§ TASK REQUIREMENTS
Format the lines from the one containing "form: x=305 y=432." through the one containing "x=482 y=381" as a Markdown table with two columns, Row and Line, numbering each row and leaving out blank lines.
** begin DATA FOR THE TASK **
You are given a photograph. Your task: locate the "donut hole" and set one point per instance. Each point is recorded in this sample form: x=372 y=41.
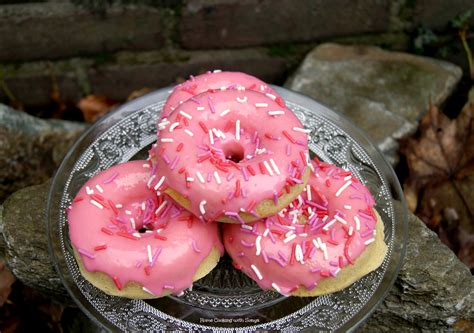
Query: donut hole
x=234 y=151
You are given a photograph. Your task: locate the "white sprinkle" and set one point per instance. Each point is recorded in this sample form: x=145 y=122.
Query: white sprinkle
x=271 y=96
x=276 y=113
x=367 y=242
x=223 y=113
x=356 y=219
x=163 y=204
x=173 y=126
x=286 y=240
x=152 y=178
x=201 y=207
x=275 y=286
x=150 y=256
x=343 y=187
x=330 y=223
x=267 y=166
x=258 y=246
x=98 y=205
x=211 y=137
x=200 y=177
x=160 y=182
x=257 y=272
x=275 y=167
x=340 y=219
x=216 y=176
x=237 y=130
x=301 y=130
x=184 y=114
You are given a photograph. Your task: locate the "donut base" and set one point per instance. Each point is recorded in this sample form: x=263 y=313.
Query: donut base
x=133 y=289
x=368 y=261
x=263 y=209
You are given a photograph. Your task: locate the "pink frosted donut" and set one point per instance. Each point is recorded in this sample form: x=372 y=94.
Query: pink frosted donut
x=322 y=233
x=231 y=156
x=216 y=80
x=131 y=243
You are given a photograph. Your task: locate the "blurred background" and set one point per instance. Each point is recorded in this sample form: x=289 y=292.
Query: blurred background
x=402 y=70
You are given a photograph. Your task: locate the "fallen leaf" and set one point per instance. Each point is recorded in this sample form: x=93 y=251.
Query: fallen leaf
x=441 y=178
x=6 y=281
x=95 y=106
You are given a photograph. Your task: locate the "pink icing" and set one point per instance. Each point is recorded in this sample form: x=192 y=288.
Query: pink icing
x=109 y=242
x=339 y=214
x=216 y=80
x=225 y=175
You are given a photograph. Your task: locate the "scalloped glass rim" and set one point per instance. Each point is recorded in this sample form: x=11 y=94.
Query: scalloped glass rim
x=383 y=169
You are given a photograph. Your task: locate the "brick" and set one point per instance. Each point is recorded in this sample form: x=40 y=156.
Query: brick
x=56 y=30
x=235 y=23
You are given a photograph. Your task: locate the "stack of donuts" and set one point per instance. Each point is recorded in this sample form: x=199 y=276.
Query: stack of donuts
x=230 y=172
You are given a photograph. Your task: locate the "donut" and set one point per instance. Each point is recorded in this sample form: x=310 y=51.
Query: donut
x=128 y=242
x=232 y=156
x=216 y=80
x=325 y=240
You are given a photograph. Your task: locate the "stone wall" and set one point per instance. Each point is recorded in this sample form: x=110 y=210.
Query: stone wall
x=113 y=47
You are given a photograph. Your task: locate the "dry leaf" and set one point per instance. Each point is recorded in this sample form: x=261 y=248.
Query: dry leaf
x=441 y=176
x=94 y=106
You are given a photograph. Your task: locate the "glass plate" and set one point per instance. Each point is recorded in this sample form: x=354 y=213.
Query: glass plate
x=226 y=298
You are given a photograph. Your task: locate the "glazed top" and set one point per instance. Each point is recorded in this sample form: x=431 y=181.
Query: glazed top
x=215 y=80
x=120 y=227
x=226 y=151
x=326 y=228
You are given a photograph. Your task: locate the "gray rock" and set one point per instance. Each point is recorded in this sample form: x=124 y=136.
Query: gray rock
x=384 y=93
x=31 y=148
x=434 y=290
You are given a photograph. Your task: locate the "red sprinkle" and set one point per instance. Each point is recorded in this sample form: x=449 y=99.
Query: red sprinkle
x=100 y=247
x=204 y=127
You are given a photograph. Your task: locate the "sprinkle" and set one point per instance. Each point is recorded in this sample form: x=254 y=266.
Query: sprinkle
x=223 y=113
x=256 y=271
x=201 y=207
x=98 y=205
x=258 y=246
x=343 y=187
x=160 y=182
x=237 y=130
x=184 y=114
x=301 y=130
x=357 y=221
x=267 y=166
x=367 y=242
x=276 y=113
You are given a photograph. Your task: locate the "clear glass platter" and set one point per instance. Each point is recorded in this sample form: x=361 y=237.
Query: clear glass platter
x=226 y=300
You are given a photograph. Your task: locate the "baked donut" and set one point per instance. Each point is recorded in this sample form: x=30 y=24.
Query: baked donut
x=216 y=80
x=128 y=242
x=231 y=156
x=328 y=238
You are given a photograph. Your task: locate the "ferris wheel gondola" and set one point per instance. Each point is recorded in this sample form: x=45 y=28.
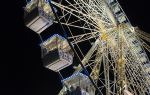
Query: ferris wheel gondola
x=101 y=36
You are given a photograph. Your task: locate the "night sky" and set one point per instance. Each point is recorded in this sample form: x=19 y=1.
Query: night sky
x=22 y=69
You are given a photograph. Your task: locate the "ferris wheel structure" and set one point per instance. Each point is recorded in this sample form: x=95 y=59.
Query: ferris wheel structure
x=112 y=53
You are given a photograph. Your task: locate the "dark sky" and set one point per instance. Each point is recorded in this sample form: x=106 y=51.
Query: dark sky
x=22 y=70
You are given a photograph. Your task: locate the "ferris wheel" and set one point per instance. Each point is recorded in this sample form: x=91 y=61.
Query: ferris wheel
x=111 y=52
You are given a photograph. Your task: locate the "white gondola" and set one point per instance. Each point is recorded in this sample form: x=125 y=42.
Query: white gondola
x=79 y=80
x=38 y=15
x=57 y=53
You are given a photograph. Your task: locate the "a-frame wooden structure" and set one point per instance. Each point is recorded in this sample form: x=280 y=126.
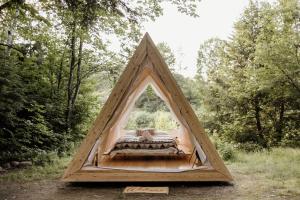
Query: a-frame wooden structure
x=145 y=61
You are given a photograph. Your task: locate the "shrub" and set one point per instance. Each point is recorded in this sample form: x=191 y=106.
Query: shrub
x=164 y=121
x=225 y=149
** end DATA FOR THE TASK **
** begin DATA FOR THE TASK **
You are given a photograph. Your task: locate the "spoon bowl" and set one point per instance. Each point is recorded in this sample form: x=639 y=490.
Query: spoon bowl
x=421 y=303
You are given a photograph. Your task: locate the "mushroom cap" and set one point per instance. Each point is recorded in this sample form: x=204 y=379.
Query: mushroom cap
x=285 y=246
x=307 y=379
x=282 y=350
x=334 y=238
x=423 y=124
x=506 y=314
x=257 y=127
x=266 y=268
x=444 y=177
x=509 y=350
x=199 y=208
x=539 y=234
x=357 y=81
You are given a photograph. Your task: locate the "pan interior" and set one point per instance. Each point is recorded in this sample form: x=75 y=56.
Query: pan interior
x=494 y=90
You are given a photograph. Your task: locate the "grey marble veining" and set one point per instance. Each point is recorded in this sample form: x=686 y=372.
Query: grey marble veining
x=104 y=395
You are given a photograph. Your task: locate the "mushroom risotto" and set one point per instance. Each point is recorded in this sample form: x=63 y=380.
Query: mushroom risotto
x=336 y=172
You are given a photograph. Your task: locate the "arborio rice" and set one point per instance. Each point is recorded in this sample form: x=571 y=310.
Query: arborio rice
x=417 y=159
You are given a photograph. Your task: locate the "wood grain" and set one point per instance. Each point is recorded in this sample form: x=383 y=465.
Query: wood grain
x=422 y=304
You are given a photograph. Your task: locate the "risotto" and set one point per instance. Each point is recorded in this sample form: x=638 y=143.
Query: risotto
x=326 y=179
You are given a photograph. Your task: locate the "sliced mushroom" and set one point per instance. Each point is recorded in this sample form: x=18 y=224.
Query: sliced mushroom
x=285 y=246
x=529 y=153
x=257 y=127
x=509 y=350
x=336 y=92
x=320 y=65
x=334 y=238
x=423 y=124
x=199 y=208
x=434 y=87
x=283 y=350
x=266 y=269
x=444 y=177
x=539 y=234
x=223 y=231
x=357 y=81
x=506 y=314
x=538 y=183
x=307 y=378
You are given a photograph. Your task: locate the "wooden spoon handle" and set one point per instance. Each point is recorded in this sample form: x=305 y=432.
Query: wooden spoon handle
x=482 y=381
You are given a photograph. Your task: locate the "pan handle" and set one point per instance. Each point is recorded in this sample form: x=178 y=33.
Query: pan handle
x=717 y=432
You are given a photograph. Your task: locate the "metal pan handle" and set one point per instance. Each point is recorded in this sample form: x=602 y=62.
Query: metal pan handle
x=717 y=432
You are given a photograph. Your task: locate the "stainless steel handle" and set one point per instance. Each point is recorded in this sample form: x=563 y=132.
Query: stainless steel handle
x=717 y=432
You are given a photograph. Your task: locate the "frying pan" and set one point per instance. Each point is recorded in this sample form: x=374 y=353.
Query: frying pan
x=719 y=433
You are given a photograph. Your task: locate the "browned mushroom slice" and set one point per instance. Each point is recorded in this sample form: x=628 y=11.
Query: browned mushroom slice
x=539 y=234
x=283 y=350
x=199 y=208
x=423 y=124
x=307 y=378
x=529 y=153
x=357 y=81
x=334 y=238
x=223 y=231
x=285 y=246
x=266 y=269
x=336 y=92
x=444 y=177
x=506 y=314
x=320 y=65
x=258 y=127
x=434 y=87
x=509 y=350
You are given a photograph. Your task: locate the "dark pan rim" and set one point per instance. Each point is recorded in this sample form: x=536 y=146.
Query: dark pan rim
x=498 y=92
** end DATA FOR THE TASK **
§ ANSWER
| Row | Line |
|---|---|
| 1 | You are given a photograph. Your task: locate the "wooden spoon handle" and set one point per instance. Each point is recorded in this sample form: x=305 y=432. |
| 2 | Query: wooden spoon handle |
| 3 | x=482 y=381 |